* start Text section *
Methods inherited from class java.lang.Object
clone, equals, finalize, getClass, hashCode, notify, notifyAll, toString, wait, wait, wait
 

Constructor Detail

FastaParser

public FastaParser(Reader fastaFileSource)
            throws IOException
Create a parser to read sequences.

Parameters:
fastaFileSource - The reader over the FASTA formatted data.
Throws:
IOException - if the sequence cannot be read using the reader

FastaParser

public FastaParser()
Create a parser to read sequences.

Method Detail

setReader

public void setReader(Reader reader)
               throws IOException
Repositions this reader on a different file/data content.

Parameters:
reader - the new reader to use to parse the file
Throws:
IOException - if the sequence cannot be read using the reader

hasNext

public boolean hasNext()
Returns true if the reader has at least one more sequence.

Returns:
True if a call to next will return another sequence.

next

public boolean next(MutableString descriptionLine,
                    MutableString residues)
             throws IOException
Obtain the next sequence from the reader over the FASTA formatted content. This method returns true until there is no more sequence to parse in the input. When the method returns false, the content of the parameters descriptionLine and residues is unspecified.
* end Text section *
* start Supplied information *
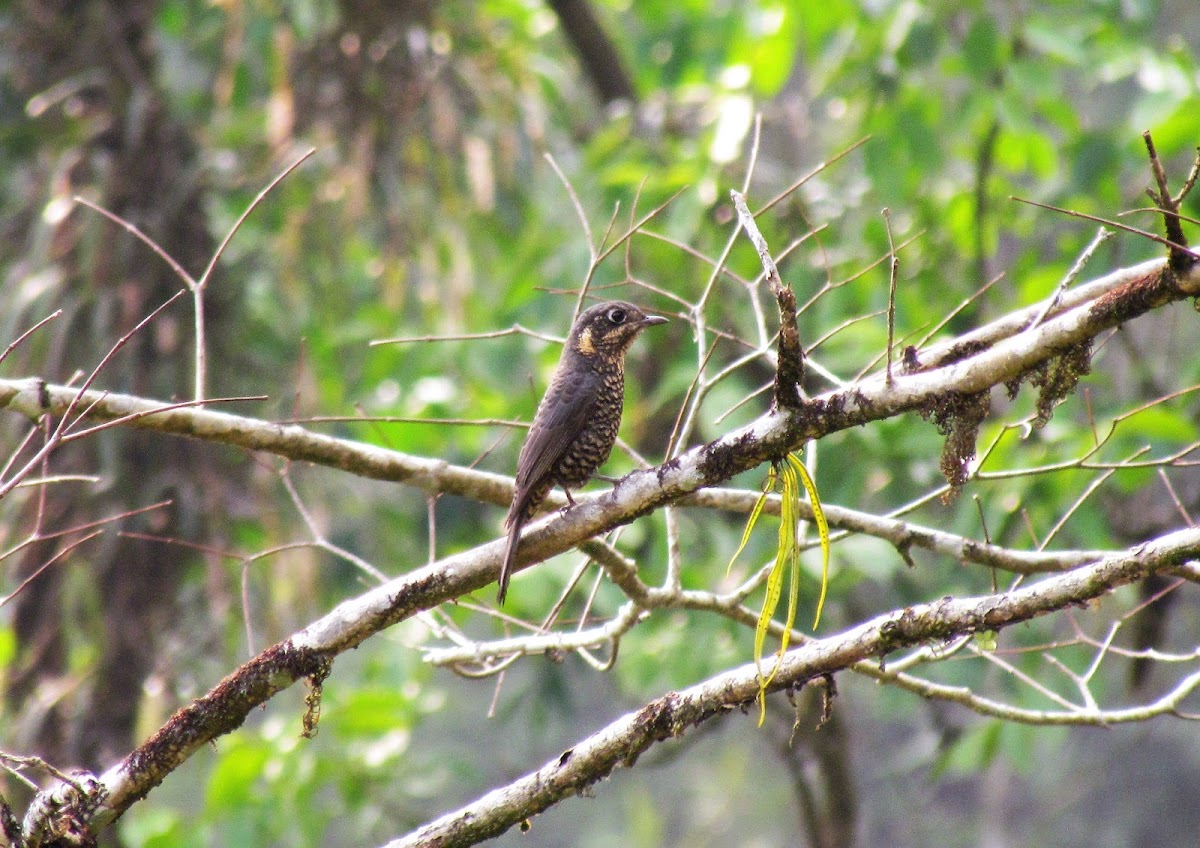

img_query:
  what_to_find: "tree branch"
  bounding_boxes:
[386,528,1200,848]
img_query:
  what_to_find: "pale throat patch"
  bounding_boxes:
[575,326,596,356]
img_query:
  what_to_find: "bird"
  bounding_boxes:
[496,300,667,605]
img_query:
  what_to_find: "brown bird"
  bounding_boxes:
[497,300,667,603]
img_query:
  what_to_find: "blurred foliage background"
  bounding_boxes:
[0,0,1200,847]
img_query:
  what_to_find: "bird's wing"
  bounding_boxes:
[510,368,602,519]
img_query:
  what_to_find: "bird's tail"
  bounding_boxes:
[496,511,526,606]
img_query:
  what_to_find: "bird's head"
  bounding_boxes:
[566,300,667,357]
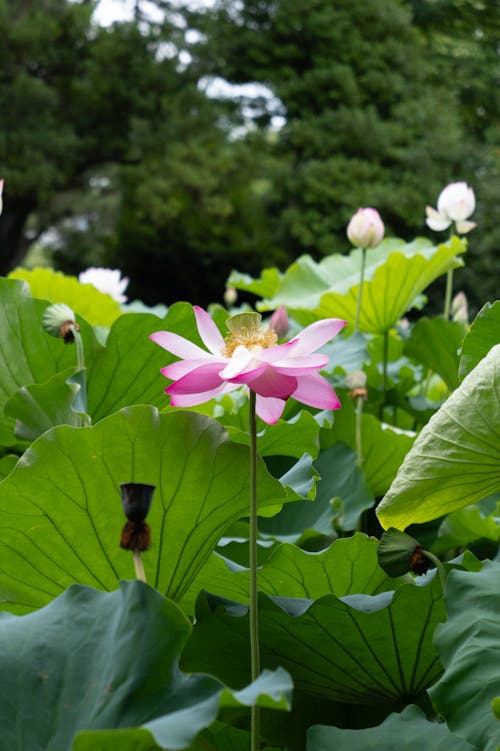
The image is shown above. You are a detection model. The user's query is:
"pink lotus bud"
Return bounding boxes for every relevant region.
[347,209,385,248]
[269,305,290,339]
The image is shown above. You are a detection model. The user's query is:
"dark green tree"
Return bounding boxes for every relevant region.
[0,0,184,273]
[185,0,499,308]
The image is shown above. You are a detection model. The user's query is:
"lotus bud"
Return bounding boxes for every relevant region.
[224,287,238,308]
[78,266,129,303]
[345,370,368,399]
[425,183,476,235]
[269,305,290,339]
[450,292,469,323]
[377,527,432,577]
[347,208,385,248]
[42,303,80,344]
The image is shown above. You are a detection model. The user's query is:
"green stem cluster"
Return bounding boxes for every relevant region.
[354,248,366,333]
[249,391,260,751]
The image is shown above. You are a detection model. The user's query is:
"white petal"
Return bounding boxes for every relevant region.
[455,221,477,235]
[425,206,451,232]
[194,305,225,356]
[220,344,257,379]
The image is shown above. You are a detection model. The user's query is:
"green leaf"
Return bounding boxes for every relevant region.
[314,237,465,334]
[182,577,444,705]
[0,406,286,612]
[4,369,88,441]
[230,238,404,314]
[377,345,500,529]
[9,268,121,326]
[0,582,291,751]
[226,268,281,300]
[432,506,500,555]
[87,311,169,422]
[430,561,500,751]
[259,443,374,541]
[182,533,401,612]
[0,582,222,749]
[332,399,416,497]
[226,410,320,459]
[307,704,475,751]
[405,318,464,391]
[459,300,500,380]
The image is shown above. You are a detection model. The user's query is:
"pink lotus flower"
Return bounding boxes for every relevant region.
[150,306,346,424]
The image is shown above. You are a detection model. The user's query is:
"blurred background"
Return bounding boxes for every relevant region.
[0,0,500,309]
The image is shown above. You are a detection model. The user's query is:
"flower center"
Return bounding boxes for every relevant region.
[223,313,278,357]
* end Supplied information *
What the exercise asks
From the FastaParser documentation, list every parameter name that appears in a constructor or method signature. The data has nothing to do with the FastaParser documentation.

Response for this exercise
fastaFileSource, reader, descriptionLine, residues